Enerji fiyatlarında daha şimdiden yüzde 80’leri bulan artışları “artan maliyetlerle” gerekçelendiren hükümet, sıra emekçilerin yaşama koşullarındaki artan maliyetlere gelince aynı “hassasiyeti” sergileyemiyor. Bu yılki asgari ücret artışı, göstermelik oyunlara bile başvurulmadan, yüzde 8 olarak belirleniyor. Oysa altı yıldır ekonominin düzeldiği yalanları propaganda edilip duruluyordu. Asgari ücret rakamının genel ücretleri de belirleyecek olması, hükümetin krizin faturasını emekçilere ödettirmeye çalıştığının bir başka göstergesidir.

Krizin faturasının emekçilere ödettirilmesi doğrultusunda başka saldırılar da gündeme gelecektir. Nitekim, yeni hak gasplarının gündeme geleceğini Ekonomiden Sorumlu Devlet Bakanı Mehmet Şimşek, bir süre önce yaptığı bir açıklamada dile getirmişti. Şimşek, krize ilişkin yaptığı değerlendirmede, hükümet olarak buna hazırlıklı olduklarını, bugüne kadar gerçekleştirilemeyen “reformlar”ın gerçekleştirilmesinde krizi bir fırsat olarak değerlendireceklerini ilan etmişti. Sermayenin yıllardır dillendirdiği Kıdem Tazminatı Fonu’nun oluşturulması, İşsizlik Sigortası Fonu’nun yağmalanması vb. gibi sermayenin başlıca taleplerine, kriz bahanesine sığınılarak yanıt verilecektir.

Elbette sermaye hükümetinin “krizi fırsata çevirme” politikasını ne kapsamda ve hangi hızda uygulamaya sokacağı emekçilerin göstereceği tepkiye bağlıdır. Bu nedenle, büyümeye başlayan tepkiler denetim altına alınmaya ve yatıştırılmaya çalışılmaktadır. Yaklaşan yerel seçimler bunu özellikle gerektirmektedir.

Görev amacı: Verilen metinde "Elbette sermaye hükümetinin" ifadesinden "bunu özellikle gerektirmektedir." ifadesine kadar olan bölümü hiçbir değişiklik yapmadan geri döndür. Aşağıdaki liste başka bir kaynaktan alınmıştır.

[Nokta yerleştirme kayıtları]

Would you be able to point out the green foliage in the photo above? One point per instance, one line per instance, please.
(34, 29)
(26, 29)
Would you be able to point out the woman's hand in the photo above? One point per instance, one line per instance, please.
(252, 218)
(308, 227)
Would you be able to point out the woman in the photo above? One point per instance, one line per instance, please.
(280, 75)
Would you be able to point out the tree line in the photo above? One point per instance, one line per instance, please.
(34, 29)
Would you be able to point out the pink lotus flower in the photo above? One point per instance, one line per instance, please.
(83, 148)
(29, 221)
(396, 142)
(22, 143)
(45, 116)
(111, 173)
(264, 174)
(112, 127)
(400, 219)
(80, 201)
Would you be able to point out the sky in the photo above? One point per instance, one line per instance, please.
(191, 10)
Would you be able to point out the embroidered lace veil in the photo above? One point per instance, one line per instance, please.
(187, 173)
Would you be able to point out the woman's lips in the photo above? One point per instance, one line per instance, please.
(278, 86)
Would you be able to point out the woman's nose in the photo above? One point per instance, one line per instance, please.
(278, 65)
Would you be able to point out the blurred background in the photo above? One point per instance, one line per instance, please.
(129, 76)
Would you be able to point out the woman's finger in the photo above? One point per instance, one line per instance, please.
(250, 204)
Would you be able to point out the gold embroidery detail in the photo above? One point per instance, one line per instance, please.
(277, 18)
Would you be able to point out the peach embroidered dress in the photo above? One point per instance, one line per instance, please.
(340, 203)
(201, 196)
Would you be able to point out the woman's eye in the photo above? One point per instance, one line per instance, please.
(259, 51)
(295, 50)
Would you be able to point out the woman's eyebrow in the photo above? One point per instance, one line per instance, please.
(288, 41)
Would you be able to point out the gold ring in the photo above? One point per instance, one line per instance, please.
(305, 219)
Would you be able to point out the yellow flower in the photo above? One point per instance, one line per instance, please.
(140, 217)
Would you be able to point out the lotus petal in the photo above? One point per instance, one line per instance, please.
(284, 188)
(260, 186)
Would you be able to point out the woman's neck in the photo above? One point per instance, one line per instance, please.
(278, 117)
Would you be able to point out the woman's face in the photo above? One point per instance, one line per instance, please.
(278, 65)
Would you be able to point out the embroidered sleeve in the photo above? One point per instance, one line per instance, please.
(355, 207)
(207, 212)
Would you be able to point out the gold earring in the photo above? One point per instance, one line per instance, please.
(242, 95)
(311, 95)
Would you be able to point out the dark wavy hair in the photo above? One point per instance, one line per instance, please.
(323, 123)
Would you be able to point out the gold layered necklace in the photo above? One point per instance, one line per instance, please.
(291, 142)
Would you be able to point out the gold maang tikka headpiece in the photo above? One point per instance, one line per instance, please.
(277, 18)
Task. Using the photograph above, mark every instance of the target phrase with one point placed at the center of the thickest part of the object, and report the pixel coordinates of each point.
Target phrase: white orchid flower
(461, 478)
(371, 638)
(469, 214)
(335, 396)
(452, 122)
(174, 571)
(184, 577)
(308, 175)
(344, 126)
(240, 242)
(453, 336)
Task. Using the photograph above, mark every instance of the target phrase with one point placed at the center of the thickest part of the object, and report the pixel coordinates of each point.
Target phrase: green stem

Nihai sonuç:
Elbette sermaye hükümetinin “krizi fırsata çevirme” politikasını ne kapsamda ve hangi hızda uygulamaya sokacağı emekçilerin göstereceği tepkiye bağlıdır. Bu nedenle, büyümeye başlayan tepkiler denetim altına alınmaya ve yatıştırılmaya çalışılmaktadır. Yaklaşan yerel seçimler bunu özellikle gerektirmektedir.